• [Problem details]
Filter the records, keeping every line that has the string "below".

• [Data for analysis]
==================================================

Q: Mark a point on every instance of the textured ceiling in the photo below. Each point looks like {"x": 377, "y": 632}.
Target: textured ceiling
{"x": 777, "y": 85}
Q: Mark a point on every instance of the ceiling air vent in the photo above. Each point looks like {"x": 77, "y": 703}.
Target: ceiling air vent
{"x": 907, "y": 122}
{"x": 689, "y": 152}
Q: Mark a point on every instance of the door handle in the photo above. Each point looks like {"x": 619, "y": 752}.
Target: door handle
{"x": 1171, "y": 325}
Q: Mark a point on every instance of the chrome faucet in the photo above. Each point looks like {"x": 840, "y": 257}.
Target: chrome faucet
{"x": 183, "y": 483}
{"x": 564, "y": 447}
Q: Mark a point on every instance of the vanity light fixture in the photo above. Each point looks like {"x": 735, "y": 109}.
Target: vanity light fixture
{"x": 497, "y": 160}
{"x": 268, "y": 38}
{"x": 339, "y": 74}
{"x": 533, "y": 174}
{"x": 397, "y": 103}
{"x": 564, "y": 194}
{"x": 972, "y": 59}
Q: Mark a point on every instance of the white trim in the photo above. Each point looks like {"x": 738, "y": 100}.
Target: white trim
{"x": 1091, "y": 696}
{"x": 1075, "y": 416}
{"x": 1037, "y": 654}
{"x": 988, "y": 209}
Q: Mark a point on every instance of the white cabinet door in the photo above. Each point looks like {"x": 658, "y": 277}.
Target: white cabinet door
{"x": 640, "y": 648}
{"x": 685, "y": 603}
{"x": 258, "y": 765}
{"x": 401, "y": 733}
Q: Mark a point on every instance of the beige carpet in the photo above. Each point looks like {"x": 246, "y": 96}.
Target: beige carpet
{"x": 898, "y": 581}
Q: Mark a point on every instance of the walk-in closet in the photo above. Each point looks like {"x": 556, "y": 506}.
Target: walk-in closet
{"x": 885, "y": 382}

==================================================

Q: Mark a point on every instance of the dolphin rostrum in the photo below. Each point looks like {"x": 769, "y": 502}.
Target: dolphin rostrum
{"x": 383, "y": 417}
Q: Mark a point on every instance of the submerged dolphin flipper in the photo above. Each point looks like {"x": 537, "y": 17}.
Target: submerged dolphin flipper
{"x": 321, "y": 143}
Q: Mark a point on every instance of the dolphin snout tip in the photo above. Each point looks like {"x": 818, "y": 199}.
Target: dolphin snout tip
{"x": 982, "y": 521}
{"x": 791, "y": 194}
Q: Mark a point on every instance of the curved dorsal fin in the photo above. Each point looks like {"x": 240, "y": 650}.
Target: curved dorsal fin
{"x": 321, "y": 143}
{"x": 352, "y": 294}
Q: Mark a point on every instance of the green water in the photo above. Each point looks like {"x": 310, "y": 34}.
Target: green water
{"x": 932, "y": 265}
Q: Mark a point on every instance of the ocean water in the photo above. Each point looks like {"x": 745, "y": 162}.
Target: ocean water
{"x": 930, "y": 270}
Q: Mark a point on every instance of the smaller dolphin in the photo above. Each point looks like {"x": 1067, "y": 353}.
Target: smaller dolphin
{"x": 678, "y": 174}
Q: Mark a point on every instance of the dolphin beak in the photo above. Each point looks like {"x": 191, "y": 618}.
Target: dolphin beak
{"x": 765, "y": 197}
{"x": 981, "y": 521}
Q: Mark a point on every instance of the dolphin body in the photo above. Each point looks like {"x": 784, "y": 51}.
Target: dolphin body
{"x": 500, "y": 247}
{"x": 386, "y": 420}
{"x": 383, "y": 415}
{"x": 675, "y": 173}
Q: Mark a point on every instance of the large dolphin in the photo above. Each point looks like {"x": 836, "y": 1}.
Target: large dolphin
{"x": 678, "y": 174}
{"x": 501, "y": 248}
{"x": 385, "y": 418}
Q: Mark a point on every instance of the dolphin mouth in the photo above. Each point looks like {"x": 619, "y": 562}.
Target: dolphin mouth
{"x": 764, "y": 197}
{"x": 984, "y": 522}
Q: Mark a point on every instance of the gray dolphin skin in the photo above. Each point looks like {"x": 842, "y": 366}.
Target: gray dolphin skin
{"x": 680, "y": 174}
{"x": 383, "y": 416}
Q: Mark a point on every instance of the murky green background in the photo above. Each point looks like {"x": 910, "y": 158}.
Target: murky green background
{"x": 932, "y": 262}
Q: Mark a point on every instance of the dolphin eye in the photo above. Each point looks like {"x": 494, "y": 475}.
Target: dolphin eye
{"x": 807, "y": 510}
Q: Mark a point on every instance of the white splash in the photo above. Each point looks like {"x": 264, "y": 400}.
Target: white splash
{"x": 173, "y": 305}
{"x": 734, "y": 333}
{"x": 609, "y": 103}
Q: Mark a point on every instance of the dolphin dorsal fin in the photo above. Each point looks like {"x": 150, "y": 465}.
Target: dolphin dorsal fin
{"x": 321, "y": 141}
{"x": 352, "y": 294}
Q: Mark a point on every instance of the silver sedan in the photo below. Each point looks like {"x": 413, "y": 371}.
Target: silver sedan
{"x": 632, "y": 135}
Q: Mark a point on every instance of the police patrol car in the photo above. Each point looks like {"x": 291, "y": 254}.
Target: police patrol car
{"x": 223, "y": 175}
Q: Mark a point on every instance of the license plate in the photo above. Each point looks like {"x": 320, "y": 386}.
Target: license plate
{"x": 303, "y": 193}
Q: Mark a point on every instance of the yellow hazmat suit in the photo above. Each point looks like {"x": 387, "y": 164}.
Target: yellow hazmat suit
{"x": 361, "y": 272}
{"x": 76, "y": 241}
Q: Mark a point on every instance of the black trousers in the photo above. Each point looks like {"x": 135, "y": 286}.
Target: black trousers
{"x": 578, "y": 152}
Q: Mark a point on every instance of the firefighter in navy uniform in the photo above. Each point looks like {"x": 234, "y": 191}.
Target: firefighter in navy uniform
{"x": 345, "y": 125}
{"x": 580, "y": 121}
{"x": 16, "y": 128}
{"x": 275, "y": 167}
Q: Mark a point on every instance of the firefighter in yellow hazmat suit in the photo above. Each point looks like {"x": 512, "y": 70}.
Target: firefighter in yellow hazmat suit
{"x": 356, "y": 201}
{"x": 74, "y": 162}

==================================================

• [Answer for this exercise]
Q: Mark a point on every instance of the textured ceiling in the photo below. Each point looks like {"x": 377, "y": 632}.
Q: Mark a point on every instance of the dolphin rostrum in the photo below. Each point looks like {"x": 769, "y": 502}.
Q: Mark a point on every instance of the silver sedan in the photo below. Each point looks like {"x": 413, "y": 371}.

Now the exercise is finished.